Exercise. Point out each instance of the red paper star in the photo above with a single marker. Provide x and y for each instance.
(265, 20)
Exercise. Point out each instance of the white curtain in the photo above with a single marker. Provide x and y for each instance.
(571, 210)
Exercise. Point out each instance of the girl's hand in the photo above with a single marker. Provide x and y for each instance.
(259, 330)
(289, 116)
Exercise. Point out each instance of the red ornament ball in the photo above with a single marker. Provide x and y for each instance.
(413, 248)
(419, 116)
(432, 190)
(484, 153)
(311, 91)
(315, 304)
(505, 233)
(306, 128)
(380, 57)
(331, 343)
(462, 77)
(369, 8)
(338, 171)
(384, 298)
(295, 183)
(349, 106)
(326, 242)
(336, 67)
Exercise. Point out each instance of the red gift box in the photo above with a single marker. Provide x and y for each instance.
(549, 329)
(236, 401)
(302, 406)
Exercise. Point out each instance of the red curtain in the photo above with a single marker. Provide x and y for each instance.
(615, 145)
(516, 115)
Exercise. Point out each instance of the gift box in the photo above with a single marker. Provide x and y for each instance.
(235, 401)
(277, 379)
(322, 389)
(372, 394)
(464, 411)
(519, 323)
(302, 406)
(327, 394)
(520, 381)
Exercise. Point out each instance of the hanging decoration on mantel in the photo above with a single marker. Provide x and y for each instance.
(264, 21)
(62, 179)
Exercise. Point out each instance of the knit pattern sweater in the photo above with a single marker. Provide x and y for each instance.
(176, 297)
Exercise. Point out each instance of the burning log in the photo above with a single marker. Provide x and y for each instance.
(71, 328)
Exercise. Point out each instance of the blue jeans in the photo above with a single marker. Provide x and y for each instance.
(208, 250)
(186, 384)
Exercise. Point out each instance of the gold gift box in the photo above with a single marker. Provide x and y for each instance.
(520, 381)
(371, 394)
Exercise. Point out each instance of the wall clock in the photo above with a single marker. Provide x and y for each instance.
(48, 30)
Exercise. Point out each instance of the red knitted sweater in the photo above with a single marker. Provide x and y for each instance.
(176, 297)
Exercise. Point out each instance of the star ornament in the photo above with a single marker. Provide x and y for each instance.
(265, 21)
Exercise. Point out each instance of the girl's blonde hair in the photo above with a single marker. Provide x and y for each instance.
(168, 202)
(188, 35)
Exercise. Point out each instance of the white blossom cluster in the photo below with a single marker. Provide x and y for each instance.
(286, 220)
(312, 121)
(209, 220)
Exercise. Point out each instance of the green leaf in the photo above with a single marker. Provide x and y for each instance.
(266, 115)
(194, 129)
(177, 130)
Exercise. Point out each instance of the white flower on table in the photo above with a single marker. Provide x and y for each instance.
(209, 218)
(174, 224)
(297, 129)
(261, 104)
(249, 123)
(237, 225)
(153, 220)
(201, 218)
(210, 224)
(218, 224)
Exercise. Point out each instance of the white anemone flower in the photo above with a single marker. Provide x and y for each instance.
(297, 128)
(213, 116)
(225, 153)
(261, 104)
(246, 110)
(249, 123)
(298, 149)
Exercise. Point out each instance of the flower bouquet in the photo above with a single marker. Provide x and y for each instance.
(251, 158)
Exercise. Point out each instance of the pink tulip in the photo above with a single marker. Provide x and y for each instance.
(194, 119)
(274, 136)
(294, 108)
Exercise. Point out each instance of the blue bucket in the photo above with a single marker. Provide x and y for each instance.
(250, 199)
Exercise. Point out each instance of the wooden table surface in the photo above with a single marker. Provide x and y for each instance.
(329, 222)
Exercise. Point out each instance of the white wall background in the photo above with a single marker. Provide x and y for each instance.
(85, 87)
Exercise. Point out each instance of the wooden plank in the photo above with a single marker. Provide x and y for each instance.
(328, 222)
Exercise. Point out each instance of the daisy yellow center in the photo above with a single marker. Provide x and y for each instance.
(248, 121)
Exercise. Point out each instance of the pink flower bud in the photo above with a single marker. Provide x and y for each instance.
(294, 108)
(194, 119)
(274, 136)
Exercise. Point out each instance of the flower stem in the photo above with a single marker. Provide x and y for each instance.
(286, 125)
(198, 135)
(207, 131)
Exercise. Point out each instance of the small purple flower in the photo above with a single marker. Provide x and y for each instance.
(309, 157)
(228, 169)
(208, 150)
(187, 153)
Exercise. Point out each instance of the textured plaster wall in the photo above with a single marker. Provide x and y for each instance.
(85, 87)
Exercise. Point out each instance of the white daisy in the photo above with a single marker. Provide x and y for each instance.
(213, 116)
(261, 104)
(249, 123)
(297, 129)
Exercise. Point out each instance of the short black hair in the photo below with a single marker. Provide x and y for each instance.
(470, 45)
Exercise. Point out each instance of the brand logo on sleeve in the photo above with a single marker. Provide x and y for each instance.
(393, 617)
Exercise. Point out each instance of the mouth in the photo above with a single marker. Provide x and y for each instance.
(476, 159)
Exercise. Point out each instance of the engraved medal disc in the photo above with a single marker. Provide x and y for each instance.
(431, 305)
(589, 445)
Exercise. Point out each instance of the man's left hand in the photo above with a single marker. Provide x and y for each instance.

:::::

• _Exercise details_: Quote, without any change, each line from the one that contains "Exercise. Point out each instance of the brand" through the end of the material.

• _Output for this task_:
Exercise. Point out each instance of the brand logo on sleeve in the photo above with a single marker. Provide x and y for each instance.
(393, 617)
Exercise. Point out each instance of the mouth in the photo above with a single marker. Provide x and y for each instance.
(476, 159)
Exercise. Point out each instance of the engraved medal disc in the photo above with a single marker. Provide x and y for each instance.
(431, 305)
(589, 445)
Exercise. Point out each instance of the man's left hand in the photo above with a single marker. Provide x and y for each instance.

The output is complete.